» **Текст**
--------------------

Прабхупада просил Ямуну и Говинду Даси вступить в Джи-би-си, но Тамала Кришна Махарадж настолько горячо протестовал против этого, что те отказались. Женщины служили как пуджари в Индии. Женщины стояли бок о бок со своими братьями в храмах, а не позади всех в алтарной комнате. Когда мужчины жаловались на то, что женщины повторяют джапу в храмах, Шрила Прабхупада сказал в письме к Экаяни от 3 декабря 1972 года и на утренней прогулке в Австралии, что тем, кого это так волнует, следует отправиться в лес. Раньше женщины во время гуру-пуджи предлагали цветочные лепестки Прабхупаде, сидевшему на вьясасане. По просьбе Прабхупады женщины предлагали дандаваты. Так много вещей поменялось, а большинство преданных даже не знают об этом!

Как это случилось? Некоторые духовные сестры объясняли, что по мере того, как в ИСККОН увеличивалось количество санньяси, одновременно росло и женоненавистничество. Санньяси ездили в Индию, а вернувшись оттуда, начинали вносить свои изменения. Другие духовные сестры задавались вопросом, что является истинно ведическим, а что было внедрено в индийское общество под влиянием ислама. Бхактивинода Тхакур писал, что исламское правление, длившееся с 1206 по 1757 годы, значительно ослабившее стандарты варнашрамы и во многом осквернившее культуру Индии, было бедствием для страны. В их сомнениях я нахожу долю истины. Но вне зависимости от того, смогу я разобраться с этим вопросом или нет, Прабхупада знал ведическую культуру гораздо лучше, чем новоиспеченные санньяси: его воля в этом вопросе важнее их.

По мере того, я узнавала все больше и больше исторических фактов, во мне нарастали изумление и тревога. То, что ИСККОН ставил перед женщинами социальные и даже духовные барьеры, никак не соответствовало тому, что Шрила Прабхупада задумал для нас. Это противоречило тому, что установил Шрила Прабхупада. Нам нужна социальная реформа, возвращение к тому, что дал нам Прабхупада.

Некоторые истории шокировали меня. Одна женщина рассказала, как она делала какое-то служение около вьясасаны незадолго до начала лекции Шрилы Прабхупады. Одному из санньяси не понравилось ее присутствие там, и он ударил ее дандой по спине. К счастью для него, Прабхупада этого не увидел.

Другая духовная сестра рассказывала, что между ней и ее духовным братом-санньяси существовало напряжение из-за того, что она занималась некоторыми вопросами управления храма. Это служение поручил ей Шрила Прабхупада. Желая как-то сгладить ситуацию, она подошла к нему и предложила свои поклоны. Он не ответил на ее поклон, и когда она склонилась перед ним, пнул ее ногой в живот.

--------------------

» **Исходные материалы**
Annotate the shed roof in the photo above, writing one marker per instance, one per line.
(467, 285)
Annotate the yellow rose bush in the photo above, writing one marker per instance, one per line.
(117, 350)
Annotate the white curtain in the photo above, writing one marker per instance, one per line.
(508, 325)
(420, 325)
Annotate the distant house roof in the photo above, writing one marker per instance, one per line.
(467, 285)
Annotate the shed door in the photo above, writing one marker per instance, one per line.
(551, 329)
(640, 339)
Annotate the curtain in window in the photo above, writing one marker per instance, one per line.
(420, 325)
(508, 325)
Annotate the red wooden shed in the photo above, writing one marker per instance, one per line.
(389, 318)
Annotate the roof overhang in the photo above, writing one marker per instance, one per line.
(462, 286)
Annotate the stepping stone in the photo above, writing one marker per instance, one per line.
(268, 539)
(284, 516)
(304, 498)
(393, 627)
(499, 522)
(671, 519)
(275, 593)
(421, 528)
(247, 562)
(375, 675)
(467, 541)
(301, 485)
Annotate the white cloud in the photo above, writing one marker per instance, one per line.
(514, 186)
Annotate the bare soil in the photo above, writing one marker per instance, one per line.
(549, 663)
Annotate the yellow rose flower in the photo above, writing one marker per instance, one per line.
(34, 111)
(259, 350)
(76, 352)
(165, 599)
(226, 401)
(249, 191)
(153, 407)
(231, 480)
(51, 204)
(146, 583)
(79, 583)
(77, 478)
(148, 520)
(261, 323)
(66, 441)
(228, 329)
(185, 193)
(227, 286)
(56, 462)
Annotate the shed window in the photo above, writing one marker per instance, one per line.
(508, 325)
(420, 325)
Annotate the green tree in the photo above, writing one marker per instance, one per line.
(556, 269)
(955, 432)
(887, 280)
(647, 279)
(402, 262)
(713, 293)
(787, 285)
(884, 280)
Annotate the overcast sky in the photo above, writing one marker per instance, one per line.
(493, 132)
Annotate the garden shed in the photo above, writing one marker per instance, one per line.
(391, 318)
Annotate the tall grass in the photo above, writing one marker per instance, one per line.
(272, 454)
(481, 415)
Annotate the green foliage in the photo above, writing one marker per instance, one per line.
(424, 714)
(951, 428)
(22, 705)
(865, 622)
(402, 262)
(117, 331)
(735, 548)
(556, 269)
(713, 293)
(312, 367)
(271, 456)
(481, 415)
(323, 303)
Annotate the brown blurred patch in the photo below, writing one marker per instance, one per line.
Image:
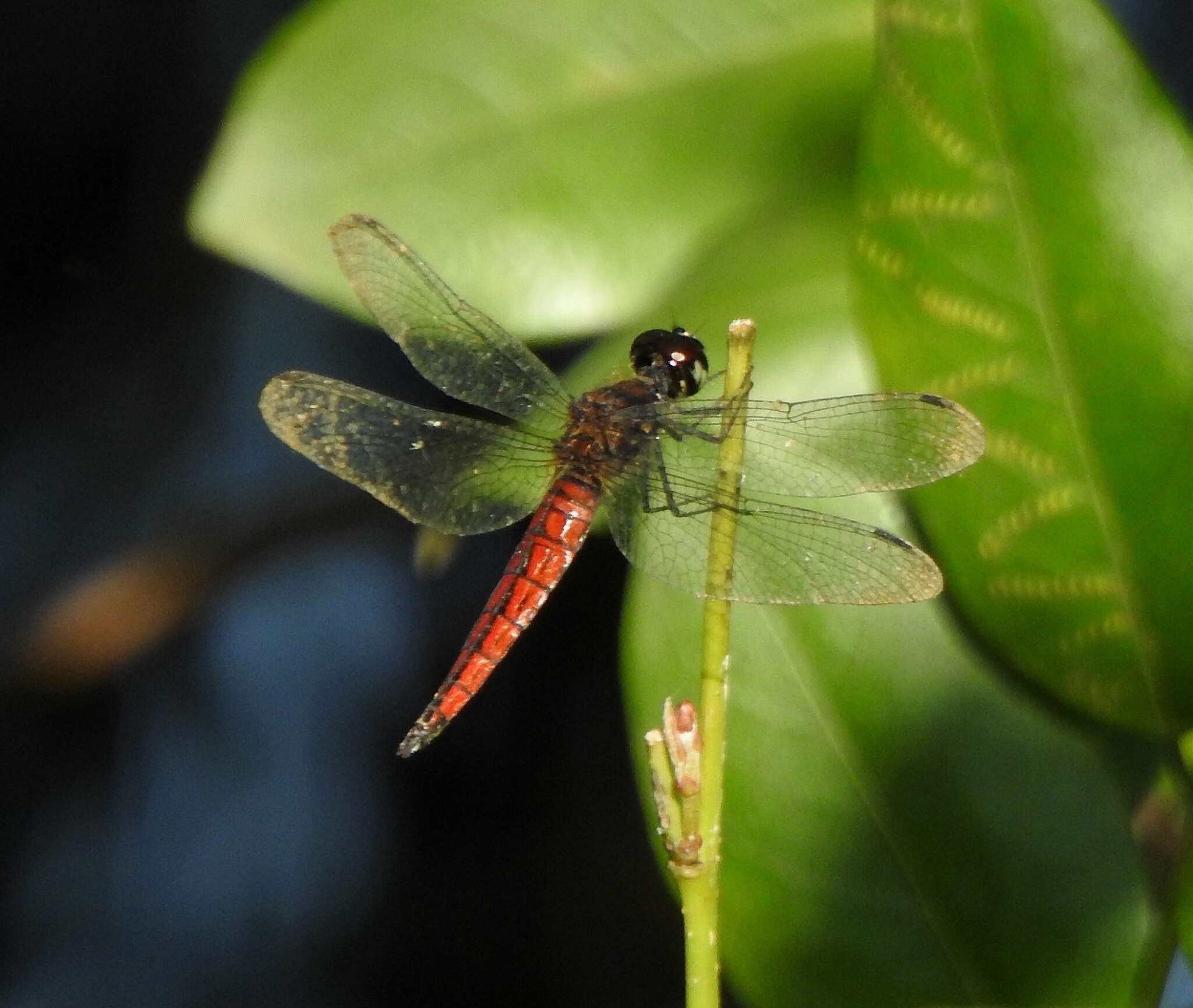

--------------------

» **Что нужно сделать**
Перечислите всех людей, названных в тексте по имени. Каждое имя приведите в именительном падеже.

» **Разбор решения**
Прабхупада (Шрила Прабхупада), Ямуна, Говинда Даси, Тамала Кришна Махарадж, Экаяни, Бхактивинода Тхакур.